[TEXTAUSZUG]
****************

Airwars-Direktor Chris Woods

Über die Militäroffensive

Von Juni bis Oktober 2017 flogen die USA, Großbritannien und Frankreich Tausende Luftangriffe auf Rakka, um den IS zurückzudrängen. US-Bodentruppen unterstützten die Luftschläge durch Zehntausende Artillerieangriffe: Laut einem Sprecher des US-Militärs seien während der Offensive 30.000 Artilleriegeschosse abgefeuert worden. Das entspricht einem Artillerieschlag etwa alle sechs Minuten für vier Monate am Stück – das ist mehr als in jedem anderen Konflikt seit dem Vietnamkrieg.

Ungelenkter Artilleriebeschuss kann Ziele nur mit einer Genauigkeit von 100 Metern anvisieren und ist daher immer ungenau. Er stellt bei Einsatz in bewohnten Gebieten eine unverhältnismäßige Gefahr für die Zivilbevölkerung dar.

Zu Beginn der Offensive war der IS in Rakka bereits fast vier Jahre lang an der Macht. Die bewaffnete Gruppe hatte Kriegsverbrechen und Verbrechen gegen die Menschlichkeit begangen. Diejenigen, die es wagten, sich ihr zu widersetzen, wurden gefoltert oder getötet.

Amnesty International dokumentierte, wie der IS Zivilist*innen als menschliche Schutzschilde missbrauchte, Fluchtwege verminte, Kontrollposten zur Einschränkung der Bewegungsfreiheit einrichtete und diejenigen erschoss, die zu fliehen versuchten.

Einsatz hochmoderner Untersuchungsmethoden

Für diese Untersuchung haben Amnesty International und Airwars zahlreiche Datensätze zusammengefügt und geprüft. Vertreter*innen von Amnesty International haben bereits während der Bombardierung mit ihren Recherchen in der Stadt begonnen: Sie waren vier Mal vor Ort, verbrachten insgesamt circa zwei Monate in Rakka, untersuchten mehr als 200 Einschlagsorte und interviewten über 400 Zeug*innen und Überlebende.

****************

[EXTRAHIERTE ANGABEN]
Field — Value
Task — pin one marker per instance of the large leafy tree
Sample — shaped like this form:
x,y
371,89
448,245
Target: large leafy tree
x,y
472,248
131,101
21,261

****************

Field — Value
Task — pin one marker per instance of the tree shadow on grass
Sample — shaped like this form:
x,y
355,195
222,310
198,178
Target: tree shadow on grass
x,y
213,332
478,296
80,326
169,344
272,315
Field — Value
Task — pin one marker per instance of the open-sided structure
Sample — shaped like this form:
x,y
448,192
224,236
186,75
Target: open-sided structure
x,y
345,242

****************

[ARBEITSANWEISUNGEN]
- 1) Fassen Sie den Absatz des Textauszugs, der mit „Von Juni bis Oktober 2017“ beginnt, als Stichpunktliste zusammen und behalten Sie dabei seine wichtigsten Fakten bei.
- 2) Geben Sie im Textauszug alles von „Ungelenkter Artilleriebeschuss kann“ bis hinunter zu „gefoltert oder getötet.“ erneut wieder und setzen Sie dabei „Bevölkerung“ an die Stelle von „Zivilbevölkerung“.
Die Auflistung wird hier nicht benötigt.

[LÖSUNGEN]
- 1)
- Juni bis Oktober 2017: Die USA, Großbritannien und Frankreich fliegen Tausende Luftangriffe auf Rakka, um den IS zurückzudrängen.
- US-Bodentruppen unterstützen die Luftschläge mit Zehntausenden Artillerieangriffen.
- Laut einem Sprecher des US-Militärs werden während der Offensive 30.000 Artilleriegeschosse abgefeuert.
- Das entspricht etwa einem Artillerieschlag alle sechs Minuten über vier Monate hinweg.
- Das ist mehr als in jedem anderen Konflikt seit dem Vietnamkrieg.

- 2)
Ungelenkter Artilleriebeschuss kann Ziele nur mit einer Genauigkeit von 100 Metern anvisieren und ist daher immer ungenau. Er stellt bei Einsatz in bewohnten Gebieten eine unverhältnismäßige Gefahr für die Bevölkerung dar.

Zu Beginn der Offensive war der IS in Rakka bereits fast vier Jahre lang an der Macht. Die bewaffnete Gruppe hatte Kriegsverbrechen und Verbrechen gegen die Menschlichkeit begangen. Diejenigen, die es wagten, sich ihr zu widersetzen, wurden gefoltert oder getötet.